_What is being asked:_ Please continue the text on marijuana use trends from where it stops, writing the next few sentences.

Results: In 2014, a total of 2.5 million persons aged ≥12 years had used marijuana for the first time during the preceding 12 months, an average of approximately 7,000 new users each day. During 2002–2014, the prevalence of marijuana use during the past month, past year, and daily or almost daily increased among persons aged ≥18 years, but not among those aged 12–17 years. Among persons aged ≥12 years, the prevalence of perceived great risk from smoking marijuana once or twice a week and once a month decreased and the prevalence of perceived no risk increased. The prevalence of past year marijuana dependence and abuse decreased, except among persons aged ≥26 years. Among persons aged ≥12 years, the percentage reporting that marijuana was fairly easy or very easy to obtain increased. The percentage of persons aged ≥12 reporting the mode of acquisition of marijuana was buying it and growing it increased versus getting it for free and sharing it. The percentage of persons aged ≥12 years reporting that the perceived maximum legal penalty for the possession of an ounce or less of marijuana in their state is a fine and no penalty increased versus probation, community service, possible prison sentence, and mandatory prison sentence.

_Entries shown:_
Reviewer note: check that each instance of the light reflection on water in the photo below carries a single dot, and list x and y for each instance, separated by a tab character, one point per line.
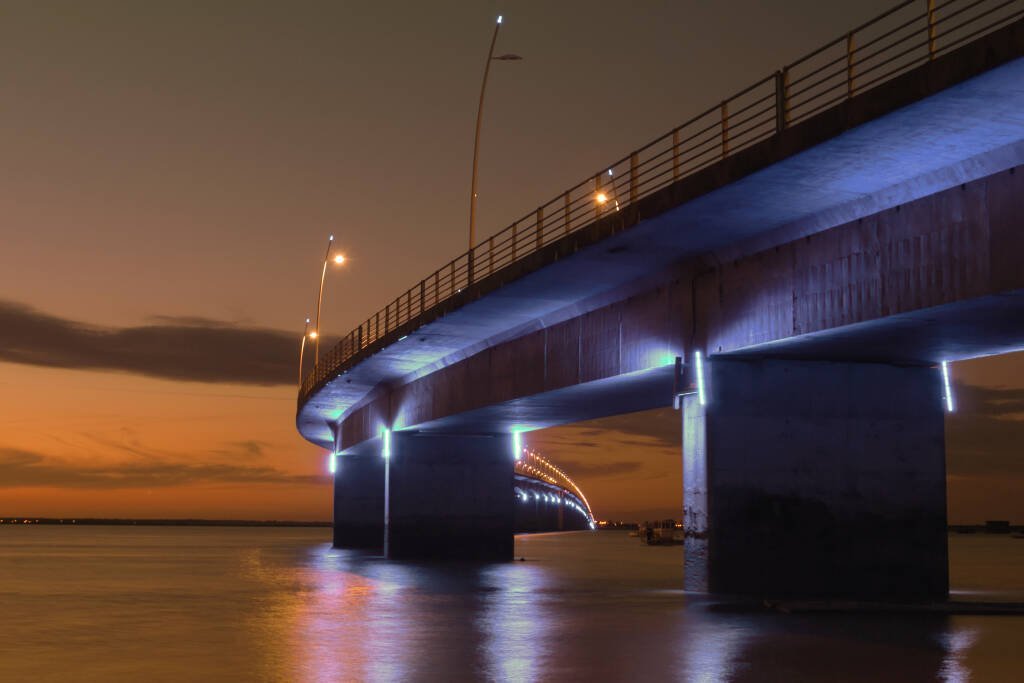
281	604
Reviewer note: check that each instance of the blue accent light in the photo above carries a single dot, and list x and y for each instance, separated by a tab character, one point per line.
698	367
948	389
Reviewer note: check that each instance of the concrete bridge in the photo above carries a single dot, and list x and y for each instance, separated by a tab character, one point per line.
791	268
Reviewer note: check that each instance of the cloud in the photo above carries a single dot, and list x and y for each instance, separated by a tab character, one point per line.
187	349
24	469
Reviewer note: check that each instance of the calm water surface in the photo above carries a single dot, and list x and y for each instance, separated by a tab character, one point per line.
279	604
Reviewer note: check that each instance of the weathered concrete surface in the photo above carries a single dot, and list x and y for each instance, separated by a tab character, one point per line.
945	123
451	497
935	279
694	494
358	502
822	479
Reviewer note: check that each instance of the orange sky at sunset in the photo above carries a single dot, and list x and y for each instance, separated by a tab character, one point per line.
171	174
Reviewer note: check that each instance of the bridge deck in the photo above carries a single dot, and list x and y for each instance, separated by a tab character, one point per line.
946	122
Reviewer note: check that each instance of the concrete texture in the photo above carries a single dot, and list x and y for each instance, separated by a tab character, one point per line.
358	502
932	280
451	497
694	495
946	123
822	479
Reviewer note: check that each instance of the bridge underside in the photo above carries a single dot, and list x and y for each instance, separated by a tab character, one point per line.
823	273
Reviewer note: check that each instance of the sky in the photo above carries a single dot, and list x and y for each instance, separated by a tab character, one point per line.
171	172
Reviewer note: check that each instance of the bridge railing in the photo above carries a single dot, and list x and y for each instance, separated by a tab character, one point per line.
898	40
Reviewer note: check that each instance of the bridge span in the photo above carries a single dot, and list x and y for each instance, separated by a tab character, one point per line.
791	268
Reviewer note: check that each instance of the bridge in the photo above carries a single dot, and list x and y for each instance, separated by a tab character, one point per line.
793	269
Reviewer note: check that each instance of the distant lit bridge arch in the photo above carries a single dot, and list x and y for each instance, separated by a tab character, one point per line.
547	499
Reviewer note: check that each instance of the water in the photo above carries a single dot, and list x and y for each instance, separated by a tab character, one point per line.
279	604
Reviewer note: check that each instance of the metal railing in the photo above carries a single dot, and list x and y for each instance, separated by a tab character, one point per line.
896	41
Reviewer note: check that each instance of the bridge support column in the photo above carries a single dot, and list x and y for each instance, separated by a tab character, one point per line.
816	479
358	502
451	497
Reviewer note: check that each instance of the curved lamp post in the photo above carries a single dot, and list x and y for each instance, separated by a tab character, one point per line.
302	349
476	139
339	259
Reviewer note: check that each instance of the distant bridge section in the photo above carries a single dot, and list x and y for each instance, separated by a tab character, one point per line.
824	240
547	500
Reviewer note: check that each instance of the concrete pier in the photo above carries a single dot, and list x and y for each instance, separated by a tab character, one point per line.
358	502
451	497
815	478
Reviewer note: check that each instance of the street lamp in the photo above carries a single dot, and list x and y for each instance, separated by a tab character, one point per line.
476	139
302	350
338	259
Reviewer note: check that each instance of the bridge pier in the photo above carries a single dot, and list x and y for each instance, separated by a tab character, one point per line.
358	502
451	497
816	479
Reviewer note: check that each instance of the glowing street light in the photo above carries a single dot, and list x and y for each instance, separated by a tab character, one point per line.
338	260
302	348
476	139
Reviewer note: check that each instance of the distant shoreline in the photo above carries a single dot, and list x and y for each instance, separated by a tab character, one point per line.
97	521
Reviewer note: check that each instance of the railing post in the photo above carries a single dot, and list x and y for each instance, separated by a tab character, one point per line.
633	177
931	29
567	212
675	155
779	101
725	129
540	226
849	65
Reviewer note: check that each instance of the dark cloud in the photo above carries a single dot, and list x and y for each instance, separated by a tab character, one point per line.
22	469
189	349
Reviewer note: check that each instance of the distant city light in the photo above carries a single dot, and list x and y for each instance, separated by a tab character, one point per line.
945	383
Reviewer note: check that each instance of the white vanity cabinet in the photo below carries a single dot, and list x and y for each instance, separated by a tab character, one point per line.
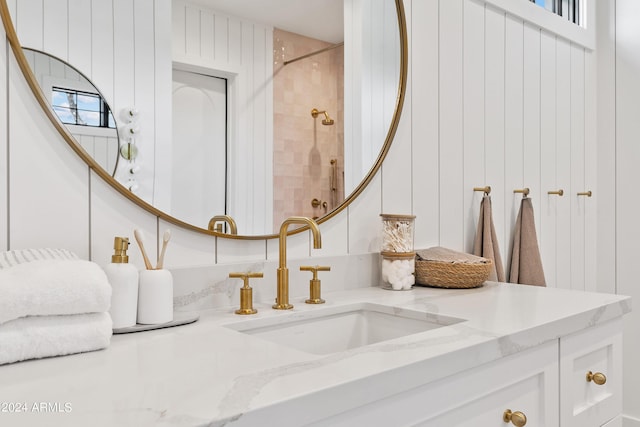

_Answer box:_
Interpretation: Since 2002, marijuana use in the United States has increased among persons aged ≥18 years, but not among those aged 12–17 years. A decrease in the perception of great risk from smoking marijuana combined with increases in the perception of availability (i.e., fairly easy or very easy to obtain marijuana) and fewer punitive legal penalties (e.g., no penalty) for the possession of marijuana for personal use might play a role in increased use among adults.
Public Health Action: National- and state-level data can help federal, state, and local public health officials develop targeted prevention activities to reduce youth initiation of marijuana use, prevent marijuana dependence and abuse, and prevent adverse health effects. As state-level laws on medical and recreational marijuana use change, modifications might be needed to national- and state-level surveys and more timely and comprehensive surveillance systems might be necessary to provide these data. Marijuana use in younger age groups is a particular public health concern, and changing the perception of harm risk from smoking marijuana is needed.